=== Estratto del testo ===
§
Emmanuel Macron ha vinto nettamente il ballottaggio. Saprà En Marche, questo movimento nuovo, legato nel nome stesso - la stessa sigla: EM - al suo fondatore, tradursi in una forza parlamentare?, e di quale dimensione? Certo, dalla portata del suo successo passerà l'ampiezza della capacità di manovra del nuovo presidente.
Non bisogna tuttavia procedere con il metro del recente passato, cioè della prassi degli ultimi 15 anni seguita alla riforma costituzionale che nel 2000 ha introdotto il quinquennato. Dopo la riforma, i candidati all'Eliseo - scelti attraverso le primarie dai grandi partiti - si sono confrontati alle presidenziali e i deputati sono poi stati eletti sull'onda del risultato di queste, assicurando pertanto al presidente della Repubblica una combinazione di poteri per cinque anni che non ha eguali nel panorama delle democrazie occidentali (negli Usa, infatti, ci sono le elezioni di medio termine; e nei regimi parlamentari il primo ministro può essere sempre sostituito).
Dalle elezioni per l'Assemblea nazionale potrebbe uscire una maggioranza così coesa da imporre al nuovo presidente un governo: qualcosa di diverso dalle coabitazioni conosciute prima della riforma del quinquennato, poiché si tratterebbe di una coabitazione non temporanea ma strutturale.
Un panorama politico frammentato Le vicende di questi mesi mostrano tuttavia quanto il panorama politico francese sia frammentato. Se il Front National riuscisse - riproponendo anche parzialmente il radicamento conquistato nel primo turno delle presidenziali - a portare in Parlamento un consistente gruppo di deputati, difficilmente la destra gollista potrà avere da sola la forza di imporre al presidente un governo frutto di una maggioranza coesa.
E così anche un successo relativo, che garantisse cioè la costruzione di un gruppo parlamentare sotto la bandiera di EM sufficientemente consistente seppur non maggioritario, ne farebbe inevitabilmente il centro di gravità attorno al quale costruire una coalizione. Non avremmo più un presidenzialismo assoluto e l'esercizio del potere, grazie a un accresciuto ruolo del Parlamento, potrebbe essere più equilibrato, meno dipendente dall'influenza della personalità del presidente,il quale dovrà comunque sforzarsi di costruire consenso.
§
=== Dati forniti ===
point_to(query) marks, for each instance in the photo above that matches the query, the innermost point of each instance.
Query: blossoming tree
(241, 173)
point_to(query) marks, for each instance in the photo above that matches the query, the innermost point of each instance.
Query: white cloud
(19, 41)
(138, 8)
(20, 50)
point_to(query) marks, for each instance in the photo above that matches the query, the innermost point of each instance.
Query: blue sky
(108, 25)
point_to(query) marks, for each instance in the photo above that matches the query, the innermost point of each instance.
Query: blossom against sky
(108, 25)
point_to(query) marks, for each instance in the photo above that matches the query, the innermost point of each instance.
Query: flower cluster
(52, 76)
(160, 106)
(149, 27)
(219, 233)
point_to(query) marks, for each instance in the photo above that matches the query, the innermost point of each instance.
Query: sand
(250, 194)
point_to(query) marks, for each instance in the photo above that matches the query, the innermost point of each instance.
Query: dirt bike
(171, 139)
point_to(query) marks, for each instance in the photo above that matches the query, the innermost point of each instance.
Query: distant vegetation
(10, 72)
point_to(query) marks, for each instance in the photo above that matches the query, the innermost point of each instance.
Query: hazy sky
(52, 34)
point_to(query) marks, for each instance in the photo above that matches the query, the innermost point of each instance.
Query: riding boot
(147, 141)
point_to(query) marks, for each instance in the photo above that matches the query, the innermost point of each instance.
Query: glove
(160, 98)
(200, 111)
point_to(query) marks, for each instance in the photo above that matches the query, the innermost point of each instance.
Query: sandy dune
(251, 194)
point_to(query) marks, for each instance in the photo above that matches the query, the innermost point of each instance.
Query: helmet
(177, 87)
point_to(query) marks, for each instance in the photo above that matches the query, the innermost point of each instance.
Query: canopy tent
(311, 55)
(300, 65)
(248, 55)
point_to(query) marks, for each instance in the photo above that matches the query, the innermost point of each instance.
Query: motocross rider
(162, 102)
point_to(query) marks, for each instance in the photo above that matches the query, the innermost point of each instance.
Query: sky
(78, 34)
§
=== Istruzioni ===
1 – Riscrivi il passo dell'articolo sulle elezioni francesi da "E così anche" fino a "di costruire consenso." compreso, mettendo "alleanza" al posto di "coalizione".
2 – Per favore, riduci a un elenco puntato il paragrafo dell'articolo sulle elezioni francesi che comincia con "Non bisogna tuttavia procedere", conservandone i fatti principali.

=== Risposte ===
1 –
E così anche un successo relativo, che garantisse cioè la costruzione di un gruppo parlamentare sotto la bandiera di EM sufficientemente consistente seppur non maggioritario, ne farebbe inevitabilmente il centro di gravità attorno al quale costruire una alleanza. Non avremmo più un presidenzialismo assoluto e l'esercizio del potere, grazie a un accresciuto ruolo del Parlamento, potrebbe essere più equilibrato, meno dipendente dall'influenza della personalità del presidente,il quale dovrà comunque sforzarsi di costruire consenso.

2 –
- Non si deve ragionare con il metro della prassi degli ultimi 15 anni, seguita alla riforma costituzionale che nel 2000 ha introdotto il quinquennato.
- Dopo la riforma, i candidati all'Eliseo, scelti con le primarie dai grandi partiti, si sono confrontati alle presidenziali.
- I deputati sono stati poi eletti sull'onda del risultato delle presidenziali.
- Questo ha assicurato al presidente della Repubblica, per cinque anni, una combinazione di poteri senza eguali tra le democrazie occidentali.
- Negli Usa, infatti, ci sono le elezioni di medio termine, e nei regimi parlamentari il primo ministro può sempre essere sostituito.